I really like the guy I married. Jacob’s got a great sense of humor and has really good perspective when it comes to health issues because it runs in his family. He isn’t the type of person to coddle me (which can be frustrating), but when it comes to being a stable presence, he wins all the awards. He supplied me with endless puns and dad jokes until I was distracted from my brain long enough to relax. He spent weeks driving the 50 miles back and forth every evening during the Minnesota winter to visit me in the hospital, then did it again so we could visit our baby. His calm dedication was invaluable. He also is cute, even though he currently has a mustache (which I did not sanction but I won’t yuck his yum.)
How did the event/time shape the way you live now?
I really am not bothered by much anymore when it comes to life events. My son, Jonas, is two and a half now. He’s absolutely bonkers. But I love it. I really do. Everything he does to me is amazing because he’s like a scientific masterpiece, except when he creates his own “scientific masterpieces”, which are both underwhelming and gross. I also realized from this experience that I suffer from a lot more anxiety than I ever realized and that it’s not the way things had to be. It was kind of the point in my life when I stopped caring about what people expected of me and decided to live my life the best way I knew how.
What was the best/ funniest/ most memorable piece of advice you’ve received? My favorite advice is the parenting strategy my husband presented to me: “let’s raise our first kid like our third kid.” It sounds crass, but it’s actually fantastic. After that whole medical mess of getting this kid, we decided to stop sweating the small stuff. Is he growing? Good. Is he pooping? Good. Has he been washed in the last week? Excellent. Obviously he’s getting more undivided attention from all the adults in his life as a first kid, but I don’t panic if he doesn’t hit all of his milestones early or eats things that aren’t perfectly healthy or falls down. A few weeks ago, in fact, he actually broke his nose falling down our front stone stairs. Naturally it was terrible and traumatic, but he actually had a great time sitting in the ER, making friends with nurses and watching Dragonball Z. (His parents were less enthusiastic, but also very hungry). Having been around a lot of kids, I know that having a very panicky parent really affects kids, and I’m hoping that this strategy allows me to hold back some of my anxiety when interacting with my kid. Plus, there’s basically zero mom guilt, because it’s not like my toddler is part of a toddler fight club (although I wouldn’t talk about it if he was.)
When do you feel the most free? I feel free doing all the arts. ALL THE ARTS. I draw and paint and knit and make little polymer clay pendants. It gives me joy and gives me a purpose that’s separate from being a parent. Alas, I love performing on stage, specifically in musicals. I’m a huge musical theater nerd. This town has a pretty great scene for that. On stage, I get to be someone else, with very specific motivations, and I don’t have to recount every single thought I’ve ever had (which is typically how my brain works). It’s like a brain break, and it also challenges me in the best way. I’ve gotten to do things like learn how to use puppets for Avenue Q and moon the entire audience in RENT. Our summer community theater just produced the musical Chicago, and I basically had six weeks to learn how to dance convincingly (and not cause Bob Fosse to roll over in his grave). Pulling that off was a huge accomplishment (and there’s very little a room full of applause won’t fix, right?)

Saved entries:
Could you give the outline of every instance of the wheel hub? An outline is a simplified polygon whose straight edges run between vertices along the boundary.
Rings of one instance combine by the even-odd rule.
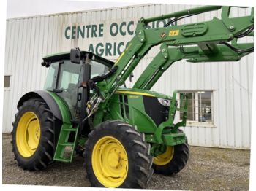
[[[41,130],[37,116],[32,112],[24,113],[17,126],[16,145],[20,155],[29,157],[37,149]]]
[[[92,157],[95,176],[107,187],[117,187],[128,172],[128,157],[124,146],[116,138],[105,136],[95,144]]]

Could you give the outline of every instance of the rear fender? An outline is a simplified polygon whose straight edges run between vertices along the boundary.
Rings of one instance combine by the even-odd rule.
[[[50,112],[53,113],[53,114],[54,115],[54,117],[58,120],[63,121],[64,119],[62,117],[61,112],[59,109],[59,107],[56,101],[54,100],[53,96],[51,96],[50,93],[48,93],[47,91],[38,90],[38,91],[29,92],[26,93],[19,100],[17,105],[17,108],[18,109],[24,101],[34,98],[39,98],[43,99],[49,106],[49,109]]]

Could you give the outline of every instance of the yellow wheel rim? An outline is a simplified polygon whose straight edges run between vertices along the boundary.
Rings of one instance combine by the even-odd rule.
[[[174,147],[167,146],[164,153],[154,157],[153,163],[157,165],[165,165],[172,160],[173,155]]]
[[[118,187],[128,173],[128,156],[124,146],[113,136],[105,136],[95,144],[92,168],[99,182],[106,187]]]
[[[40,124],[32,112],[24,113],[17,126],[16,145],[23,157],[29,157],[37,149],[40,140]]]

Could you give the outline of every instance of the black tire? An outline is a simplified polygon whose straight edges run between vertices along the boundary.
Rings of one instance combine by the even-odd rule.
[[[28,112],[37,115],[40,125],[40,136],[34,154],[26,157],[23,157],[18,149],[16,133],[20,117]],[[31,98],[24,101],[23,105],[18,108],[18,112],[15,114],[15,120],[12,123],[11,143],[15,160],[17,160],[18,165],[21,166],[23,170],[44,169],[53,162],[55,150],[53,122],[53,115],[42,99]]]
[[[178,130],[179,132],[183,132],[181,130]],[[184,144],[176,145],[172,160],[164,165],[159,165],[153,163],[154,172],[163,175],[173,175],[178,173],[186,165],[189,157],[189,146],[186,142]]]
[[[150,146],[145,141],[144,135],[138,132],[134,127],[116,120],[104,122],[89,134],[85,147],[85,167],[91,186],[108,187],[103,185],[97,178],[92,165],[94,147],[99,140],[106,136],[118,139],[124,146],[128,158],[127,176],[124,178],[124,181],[120,182],[121,184],[116,187],[146,188],[153,174]]]

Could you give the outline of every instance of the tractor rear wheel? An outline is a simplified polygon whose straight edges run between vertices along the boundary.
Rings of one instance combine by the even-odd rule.
[[[104,122],[89,134],[85,148],[85,167],[91,186],[148,186],[153,174],[150,147],[132,125],[116,120]]]
[[[23,102],[12,123],[12,152],[24,170],[40,170],[53,162],[53,115],[40,98]]]
[[[154,172],[164,175],[177,174],[185,167],[189,156],[189,146],[186,138],[184,144],[167,146],[164,153],[154,157]]]

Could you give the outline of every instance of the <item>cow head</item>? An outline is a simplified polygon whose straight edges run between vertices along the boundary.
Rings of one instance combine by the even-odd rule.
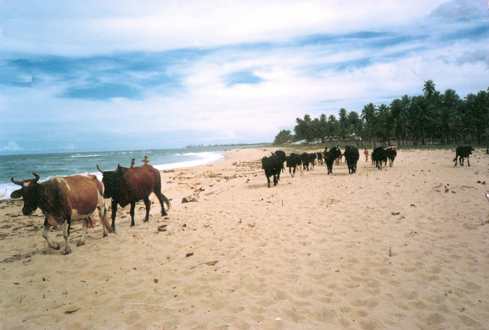
[[[122,175],[123,168],[117,164],[115,171],[102,171],[97,164],[97,169],[102,173],[102,183],[103,183],[103,198],[113,198],[117,194],[121,182],[124,180]]]
[[[39,175],[35,173],[32,174],[36,177],[35,179],[23,181],[17,181],[13,178],[11,179],[13,183],[22,187],[21,189],[13,192],[10,194],[10,197],[13,199],[24,198],[24,207],[22,208],[24,215],[30,215],[37,209],[44,191],[44,187],[37,182],[39,180]]]

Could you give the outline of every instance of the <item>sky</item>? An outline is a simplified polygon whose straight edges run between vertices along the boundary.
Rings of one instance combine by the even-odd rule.
[[[272,142],[488,77],[487,0],[0,0],[0,154]]]

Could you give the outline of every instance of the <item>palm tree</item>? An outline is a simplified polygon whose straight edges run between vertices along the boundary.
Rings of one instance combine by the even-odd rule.
[[[425,93],[425,96],[428,99],[431,99],[435,94],[435,83],[432,80],[428,80],[425,82],[425,86],[423,87],[423,92]]]

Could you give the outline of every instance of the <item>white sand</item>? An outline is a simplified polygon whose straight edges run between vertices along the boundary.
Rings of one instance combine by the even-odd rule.
[[[382,171],[362,155],[354,175],[316,166],[268,189],[270,151],[162,173],[168,217],[152,195],[149,222],[140,202],[129,227],[128,206],[116,234],[97,219],[79,248],[75,223],[67,256],[48,248],[39,210],[3,201],[0,329],[489,328],[484,150],[470,167],[400,150]]]

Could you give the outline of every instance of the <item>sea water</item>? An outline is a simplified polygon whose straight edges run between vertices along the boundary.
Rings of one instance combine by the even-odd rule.
[[[10,198],[14,190],[20,189],[10,180],[31,179],[33,172],[41,177],[40,181],[53,176],[66,176],[89,173],[101,180],[96,165],[103,171],[113,171],[118,164],[130,167],[143,164],[145,156],[149,165],[159,170],[195,166],[224,159],[223,151],[235,148],[230,146],[196,147],[182,149],[147,150],[105,151],[94,152],[65,152],[38,155],[12,155],[0,156],[0,199]]]

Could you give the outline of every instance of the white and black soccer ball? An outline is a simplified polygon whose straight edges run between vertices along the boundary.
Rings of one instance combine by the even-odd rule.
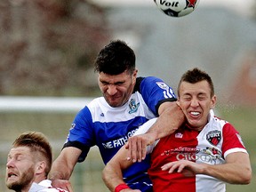
[[[166,15],[182,17],[192,12],[199,0],[154,0],[156,6]]]

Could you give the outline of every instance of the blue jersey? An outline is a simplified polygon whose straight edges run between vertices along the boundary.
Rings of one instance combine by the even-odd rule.
[[[85,159],[91,147],[97,145],[106,164],[132,136],[139,126],[158,116],[161,103],[176,100],[171,87],[163,80],[138,77],[129,100],[117,108],[110,107],[103,97],[94,99],[75,117],[64,145],[80,148],[79,162]],[[149,156],[124,172],[124,180],[132,188],[151,191],[148,177]]]

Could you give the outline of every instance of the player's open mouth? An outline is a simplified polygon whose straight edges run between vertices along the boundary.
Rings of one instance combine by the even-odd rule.
[[[190,111],[189,114],[192,115],[192,116],[197,116],[200,115],[200,112],[197,112],[197,111]]]
[[[8,173],[8,178],[12,178],[12,177],[17,177],[17,175],[14,174],[13,172],[9,172]]]

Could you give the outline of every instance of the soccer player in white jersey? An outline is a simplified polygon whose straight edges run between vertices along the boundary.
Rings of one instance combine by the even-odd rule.
[[[50,143],[41,132],[20,134],[13,142],[6,164],[5,183],[16,192],[65,192],[47,180],[52,162]]]
[[[125,42],[116,40],[107,44],[96,58],[95,71],[103,97],[92,100],[76,116],[50,172],[52,185],[68,191],[72,191],[68,180],[75,165],[84,161],[92,146],[98,146],[107,164],[148,120],[159,116],[145,143],[154,141],[163,132],[164,135],[174,132],[185,119],[173,102],[176,98],[172,89],[163,80],[155,76],[137,77],[135,54]],[[124,172],[130,188],[152,191],[148,167],[147,156]]]
[[[180,81],[178,96],[186,124],[147,148],[151,154],[148,175],[154,192],[224,192],[225,182],[250,183],[249,155],[238,132],[214,116],[216,96],[209,75],[198,68],[187,71]],[[148,121],[135,134],[146,132],[156,120]],[[103,170],[110,191],[126,185],[122,171],[133,164],[126,156],[124,147]],[[128,191],[140,190],[125,188]]]

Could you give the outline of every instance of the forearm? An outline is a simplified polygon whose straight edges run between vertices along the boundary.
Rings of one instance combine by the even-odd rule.
[[[124,183],[121,168],[108,164],[102,172],[102,179],[110,191],[115,191],[117,185]]]
[[[252,177],[251,166],[246,164],[205,164],[202,173],[230,184],[249,184]]]
[[[165,102],[159,108],[159,117],[148,131],[154,140],[170,135],[185,121],[185,116],[176,102]]]
[[[49,173],[51,180],[68,180],[73,172],[72,167],[68,167],[63,160],[56,159]]]
[[[76,148],[65,148],[53,162],[49,178],[52,180],[69,180],[82,151]]]

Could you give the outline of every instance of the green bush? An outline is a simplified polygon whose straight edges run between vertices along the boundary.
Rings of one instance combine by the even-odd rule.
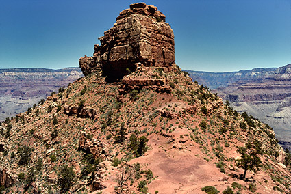
[[[123,142],[126,139],[125,135],[127,135],[127,133],[126,133],[126,128],[125,128],[125,124],[123,122],[121,124],[121,128],[119,129],[118,133],[114,137],[115,141],[116,143]]]
[[[37,171],[41,171],[42,168],[42,158],[39,158],[36,164],[36,169]]]
[[[113,158],[112,163],[112,166],[117,167],[120,163],[121,163],[121,161],[118,158]]]
[[[240,189],[241,188],[242,188],[242,184],[239,184],[239,183],[238,183],[238,182],[233,182],[232,184],[231,184],[231,186],[232,186],[232,188],[233,188],[234,189],[236,189],[236,188],[238,188],[238,189]]]
[[[81,90],[80,92],[80,96],[84,95],[86,91],[87,91],[87,87],[85,85],[84,89]]]
[[[58,129],[55,128],[54,130],[53,130],[53,132],[51,134],[51,139],[53,139],[55,137],[57,137],[58,133],[59,132],[58,131]]]
[[[143,135],[140,137],[138,141],[139,143],[136,153],[137,157],[142,156],[147,151],[147,142],[149,141],[149,139]]]
[[[201,108],[201,112],[202,112],[203,114],[205,114],[205,115],[207,115],[207,113],[208,113],[208,110],[207,110],[207,109],[206,108],[206,107],[205,107],[205,106],[203,106],[203,107]]]
[[[49,156],[49,158],[51,159],[51,162],[53,163],[57,161],[57,156],[55,156],[54,154],[51,154]]]
[[[18,174],[17,178],[23,181],[25,178],[25,174],[24,172],[21,172]]]
[[[207,122],[204,120],[203,120],[200,123],[199,123],[199,125],[201,128],[207,128]]]
[[[73,186],[75,176],[73,167],[69,167],[67,165],[62,165],[58,173],[58,185],[61,187],[62,190],[67,191]]]
[[[212,186],[205,186],[201,189],[202,191],[207,193],[207,194],[217,194],[219,193],[216,188]]]
[[[53,124],[56,125],[58,124],[58,119],[56,117],[53,117]]]
[[[48,113],[51,113],[52,111],[53,111],[53,106],[52,106],[51,105],[50,105],[49,106],[49,107],[47,107],[47,112]]]
[[[233,194],[234,192],[233,191],[232,191],[231,188],[230,188],[229,186],[227,186],[227,188],[223,191],[223,194]]]
[[[255,184],[253,184],[253,183],[251,183],[249,185],[249,191],[251,191],[251,192],[252,192],[252,193],[255,192],[257,191],[257,188],[255,186]]]
[[[141,180],[140,182],[138,182],[138,190],[142,192],[142,193],[147,193],[148,188],[147,186],[147,181],[146,180]]]
[[[18,165],[27,165],[30,162],[30,156],[31,155],[31,148],[26,145],[24,145],[18,149],[18,153],[20,156]]]
[[[138,95],[138,91],[134,89],[129,92],[130,99],[132,100],[136,100],[140,98],[140,96]]]

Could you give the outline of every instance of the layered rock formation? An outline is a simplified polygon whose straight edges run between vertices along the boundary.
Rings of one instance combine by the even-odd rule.
[[[153,5],[131,5],[99,38],[101,45],[94,46],[93,56],[79,59],[83,73],[101,68],[115,79],[141,66],[173,66],[174,33],[165,18]]]
[[[246,111],[273,127],[281,143],[291,148],[291,64],[236,72],[189,72],[240,113]],[[225,87],[227,86],[227,87]]]
[[[79,68],[0,69],[0,121],[27,111],[82,75]]]
[[[118,21],[146,17],[147,26],[160,16],[157,23],[164,23],[153,6],[130,7]],[[164,47],[162,41],[159,44],[155,47]],[[173,61],[140,55],[136,59],[141,66],[116,81],[107,78],[121,77],[118,70],[129,68],[136,59],[114,57],[116,64],[95,66],[94,56],[83,58],[84,73],[93,73],[0,123],[3,193],[196,194],[206,188],[249,193],[251,188],[273,194],[290,190],[291,154],[285,154],[270,127],[223,105]],[[238,150],[245,151],[240,154]],[[251,171],[246,166],[247,177],[242,178],[246,165],[238,165],[236,159],[244,161],[246,153],[246,165],[251,158],[251,164],[262,161],[264,169]],[[10,175],[18,175],[15,184]]]

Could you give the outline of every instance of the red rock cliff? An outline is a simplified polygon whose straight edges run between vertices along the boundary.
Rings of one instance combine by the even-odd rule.
[[[93,56],[79,59],[83,73],[101,68],[105,75],[121,78],[139,66],[175,65],[174,33],[165,18],[153,5],[131,5],[99,38],[101,46],[94,46]]]

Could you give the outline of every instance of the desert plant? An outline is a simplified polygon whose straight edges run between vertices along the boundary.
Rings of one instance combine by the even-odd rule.
[[[24,145],[18,149],[18,153],[20,156],[18,165],[23,165],[29,164],[30,162],[30,156],[31,155],[31,148]]]
[[[75,176],[73,167],[68,167],[67,165],[62,165],[58,173],[58,184],[62,190],[67,191],[73,186]]]
[[[255,144],[252,144],[250,141],[246,143],[246,146],[238,146],[236,152],[240,154],[240,159],[236,160],[236,165],[242,167],[244,170],[243,178],[246,178],[247,170],[253,170],[256,172],[262,166],[262,161],[258,157],[257,148]]]
[[[149,139],[144,135],[140,137],[138,147],[136,150],[136,156],[139,157],[144,154],[147,150],[147,142],[148,141]]]
[[[117,167],[120,163],[121,163],[121,161],[118,158],[113,158],[112,163],[112,166]]]
[[[56,117],[53,117],[53,124],[56,125],[58,124],[58,119]]]
[[[200,127],[201,127],[201,128],[207,128],[207,122],[204,120],[203,120],[200,123],[199,123],[199,125]]]
[[[53,139],[55,137],[57,137],[58,133],[59,133],[59,132],[58,131],[58,129],[55,128],[55,130],[53,130],[53,132],[51,134],[51,139]]]
[[[233,194],[234,192],[233,191],[232,191],[232,189],[230,188],[229,186],[227,186],[227,188],[223,191],[223,194]]]
[[[138,190],[142,192],[142,193],[147,193],[147,181],[146,180],[141,180],[140,182],[138,182]]]
[[[204,187],[202,187],[201,190],[207,194],[217,194],[219,193],[218,191],[217,191],[216,188],[212,186],[205,186]]]
[[[118,133],[114,137],[115,141],[116,143],[122,143],[126,139],[126,135],[127,133],[126,133],[126,129],[125,127],[125,124],[123,122],[121,124],[121,128],[119,129]]]

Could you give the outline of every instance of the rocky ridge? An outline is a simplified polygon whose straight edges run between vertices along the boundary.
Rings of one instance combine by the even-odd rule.
[[[12,178],[0,177],[3,193],[289,192],[289,155],[270,127],[223,105],[174,62],[147,61],[114,81],[106,67],[87,64],[86,77],[1,122],[0,167]],[[246,142],[262,166],[242,178],[236,146]]]
[[[280,143],[290,149],[290,69],[288,64],[235,72],[188,72],[238,112],[246,111],[272,126]]]
[[[101,68],[116,79],[140,67],[172,67],[174,33],[165,16],[153,5],[133,4],[122,11],[114,27],[99,39],[92,57],[79,61],[85,75]]]
[[[82,75],[79,68],[0,69],[0,121],[27,111]]]

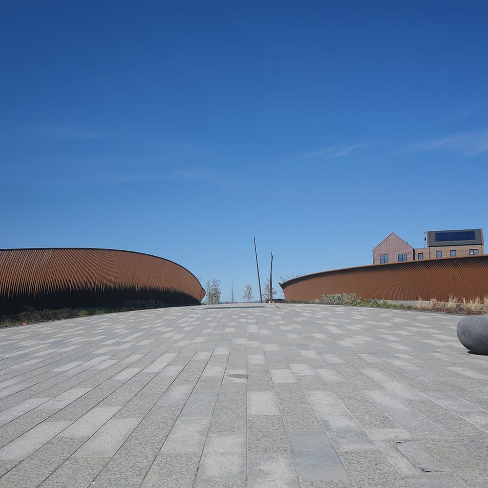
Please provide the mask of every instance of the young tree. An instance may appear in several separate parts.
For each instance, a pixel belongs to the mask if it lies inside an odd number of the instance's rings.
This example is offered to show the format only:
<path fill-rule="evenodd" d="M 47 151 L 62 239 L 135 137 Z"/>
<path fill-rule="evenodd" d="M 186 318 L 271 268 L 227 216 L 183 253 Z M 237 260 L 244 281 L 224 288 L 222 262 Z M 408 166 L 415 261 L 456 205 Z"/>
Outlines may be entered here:
<path fill-rule="evenodd" d="M 263 290 L 263 301 L 264 303 L 267 303 L 269 301 L 269 278 L 268 278 L 264 283 L 264 287 Z M 278 292 L 273 288 L 273 296 L 276 297 Z"/>
<path fill-rule="evenodd" d="M 282 283 L 284 283 L 285 281 L 288 281 L 288 280 L 292 280 L 294 278 L 299 278 L 300 276 L 303 276 L 303 273 L 295 273 L 295 274 L 286 275 L 286 276 L 280 276 L 280 283 L 278 284 L 281 285 Z M 285 292 L 283 291 L 283 288 L 280 290 L 280 293 L 281 294 L 281 296 L 284 298 Z"/>
<path fill-rule="evenodd" d="M 250 285 L 246 285 L 244 288 L 244 294 L 243 295 L 243 298 L 248 302 L 250 302 L 253 298 L 252 286 Z"/>
<path fill-rule="evenodd" d="M 214 278 L 211 281 L 207 282 L 207 305 L 215 305 L 220 303 L 220 280 Z"/>
<path fill-rule="evenodd" d="M 234 303 L 235 299 L 234 298 L 234 278 L 232 278 L 232 287 L 230 289 L 230 300 L 229 301 L 231 304 Z"/>

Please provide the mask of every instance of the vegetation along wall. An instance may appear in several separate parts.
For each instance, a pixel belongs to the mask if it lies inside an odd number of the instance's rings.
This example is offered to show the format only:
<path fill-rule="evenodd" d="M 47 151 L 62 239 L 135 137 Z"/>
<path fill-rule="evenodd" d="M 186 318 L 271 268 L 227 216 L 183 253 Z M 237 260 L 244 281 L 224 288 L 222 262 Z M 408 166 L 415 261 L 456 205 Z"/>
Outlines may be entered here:
<path fill-rule="evenodd" d="M 488 295 L 488 255 L 374 264 L 306 275 L 281 284 L 287 300 L 356 293 L 364 298 L 447 302 Z"/>

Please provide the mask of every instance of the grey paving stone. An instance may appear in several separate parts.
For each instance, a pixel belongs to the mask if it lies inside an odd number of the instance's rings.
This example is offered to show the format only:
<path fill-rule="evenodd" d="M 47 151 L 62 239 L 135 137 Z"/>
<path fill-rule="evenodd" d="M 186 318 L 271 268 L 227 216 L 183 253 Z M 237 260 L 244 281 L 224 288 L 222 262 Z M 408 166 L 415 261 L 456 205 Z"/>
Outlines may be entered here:
<path fill-rule="evenodd" d="M 295 462 L 301 479 L 307 481 L 347 479 L 349 475 L 324 432 L 288 432 Z"/>
<path fill-rule="evenodd" d="M 488 358 L 458 320 L 239 305 L 0 330 L 0 486 L 484 487 Z M 351 479 L 307 479 L 338 458 Z"/>

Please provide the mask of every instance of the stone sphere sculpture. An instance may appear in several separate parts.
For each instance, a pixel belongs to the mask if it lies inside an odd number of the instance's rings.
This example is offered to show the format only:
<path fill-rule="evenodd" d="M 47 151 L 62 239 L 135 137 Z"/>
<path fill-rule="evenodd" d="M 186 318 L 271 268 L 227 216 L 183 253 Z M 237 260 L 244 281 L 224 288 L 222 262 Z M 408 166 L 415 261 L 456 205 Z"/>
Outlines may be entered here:
<path fill-rule="evenodd" d="M 488 354 L 488 313 L 464 317 L 458 324 L 458 339 L 468 350 Z"/>

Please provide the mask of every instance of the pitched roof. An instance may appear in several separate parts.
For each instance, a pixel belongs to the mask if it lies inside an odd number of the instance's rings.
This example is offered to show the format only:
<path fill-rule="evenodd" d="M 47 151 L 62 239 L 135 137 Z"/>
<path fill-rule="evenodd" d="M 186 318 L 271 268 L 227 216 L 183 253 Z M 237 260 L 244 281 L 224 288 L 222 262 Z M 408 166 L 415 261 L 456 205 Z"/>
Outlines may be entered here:
<path fill-rule="evenodd" d="M 376 247 L 378 247 L 379 246 L 381 245 L 381 244 L 383 244 L 383 243 L 385 242 L 385 241 L 386 240 L 386 239 L 387 239 L 389 238 L 390 237 L 391 237 L 391 236 L 394 236 L 397 239 L 400 239 L 400 241 L 401 241 L 402 242 L 405 243 L 407 245 L 409 246 L 412 249 L 413 248 L 413 247 L 412 246 L 410 245 L 406 241 L 404 241 L 404 240 L 402 239 L 401 237 L 399 237 L 394 232 L 392 232 L 391 234 L 389 234 L 386 237 L 385 237 L 385 239 L 383 239 L 383 240 L 380 243 L 380 244 L 378 244 L 378 245 L 377 245 L 375 247 L 373 248 L 373 250 L 374 250 L 374 249 L 375 249 L 376 248 Z"/>

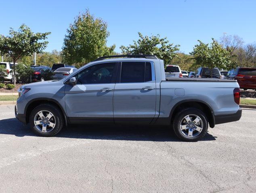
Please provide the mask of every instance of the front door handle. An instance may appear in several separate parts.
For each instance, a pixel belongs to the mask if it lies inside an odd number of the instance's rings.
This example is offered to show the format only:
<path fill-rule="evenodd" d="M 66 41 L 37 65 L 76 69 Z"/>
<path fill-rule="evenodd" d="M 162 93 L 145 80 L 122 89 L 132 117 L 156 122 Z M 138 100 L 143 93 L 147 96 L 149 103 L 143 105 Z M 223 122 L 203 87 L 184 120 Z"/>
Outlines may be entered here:
<path fill-rule="evenodd" d="M 151 86 L 146 86 L 145 87 L 143 87 L 142 90 L 153 90 L 154 88 Z"/>
<path fill-rule="evenodd" d="M 101 88 L 101 90 L 102 92 L 109 91 L 112 90 L 112 88 Z"/>

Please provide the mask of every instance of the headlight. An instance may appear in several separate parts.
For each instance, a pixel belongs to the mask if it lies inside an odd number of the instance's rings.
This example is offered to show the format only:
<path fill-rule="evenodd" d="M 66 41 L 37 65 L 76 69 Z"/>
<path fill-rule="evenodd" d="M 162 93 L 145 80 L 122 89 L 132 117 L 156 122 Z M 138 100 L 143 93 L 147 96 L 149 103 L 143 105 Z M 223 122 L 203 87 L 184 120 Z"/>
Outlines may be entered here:
<path fill-rule="evenodd" d="M 18 90 L 19 92 L 19 97 L 21 96 L 23 94 L 28 91 L 30 88 L 19 88 Z"/>

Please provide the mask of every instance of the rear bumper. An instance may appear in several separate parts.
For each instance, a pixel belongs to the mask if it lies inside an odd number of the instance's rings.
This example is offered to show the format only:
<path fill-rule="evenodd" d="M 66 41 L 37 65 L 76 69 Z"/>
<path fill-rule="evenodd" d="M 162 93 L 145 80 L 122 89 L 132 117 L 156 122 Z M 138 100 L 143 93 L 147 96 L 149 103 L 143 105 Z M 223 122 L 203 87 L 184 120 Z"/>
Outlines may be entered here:
<path fill-rule="evenodd" d="M 238 121 L 241 118 L 241 116 L 242 109 L 241 108 L 239 108 L 237 112 L 234 114 L 221 115 L 214 115 L 215 125 Z"/>
<path fill-rule="evenodd" d="M 17 109 L 16 108 L 16 105 L 15 106 L 15 116 L 20 121 L 26 123 L 26 115 L 24 114 L 18 114 L 17 113 Z"/>

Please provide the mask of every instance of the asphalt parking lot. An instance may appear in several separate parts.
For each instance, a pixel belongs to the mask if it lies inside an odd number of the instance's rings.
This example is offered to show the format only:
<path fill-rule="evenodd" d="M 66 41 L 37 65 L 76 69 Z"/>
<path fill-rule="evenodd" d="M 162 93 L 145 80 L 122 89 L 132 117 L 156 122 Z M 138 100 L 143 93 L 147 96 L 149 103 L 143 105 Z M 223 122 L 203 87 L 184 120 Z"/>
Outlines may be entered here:
<path fill-rule="evenodd" d="M 185 142 L 166 127 L 109 125 L 38 137 L 0 106 L 0 192 L 255 192 L 256 109 Z"/>

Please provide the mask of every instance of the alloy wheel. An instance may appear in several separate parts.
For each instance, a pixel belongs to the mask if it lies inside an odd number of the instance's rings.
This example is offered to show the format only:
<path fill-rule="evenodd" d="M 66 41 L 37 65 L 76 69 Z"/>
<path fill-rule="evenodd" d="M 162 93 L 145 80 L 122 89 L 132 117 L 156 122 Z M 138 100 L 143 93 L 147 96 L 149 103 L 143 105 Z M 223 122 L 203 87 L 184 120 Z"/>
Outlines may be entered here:
<path fill-rule="evenodd" d="M 38 130 L 41 132 L 47 133 L 54 129 L 56 119 L 50 112 L 42 110 L 39 111 L 35 115 L 34 123 Z"/>
<path fill-rule="evenodd" d="M 204 127 L 202 119 L 196 115 L 188 115 L 184 117 L 180 123 L 180 129 L 186 137 L 193 138 L 199 135 Z"/>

§ Description of the task
In the interview excerpt, reproduce the passage from "I really like" up to and including "you live now?".

§ Task response
I really like the guy I married. Jacob’s got a great sense of humor and has really good perspective when it comes to health issues because it runs in his family. He isn’t the type of person to coddle me (which can be frustrating), but when it comes to being a stable presence, he wins all the awards. He supplied me with endless puns and dad jokes until I was distracted from my brain long enough to relax. He spent weeks driving the 50 miles back and forth every evening during the Minnesota winter to visit me in the hospital, then did it again so we could visit our baby. His calm dedication was invaluable. He also is cute, even though he currently has a mustache (which I did not sanction but I won’t yuck his yum.)
How did the event/time shape the way you live now?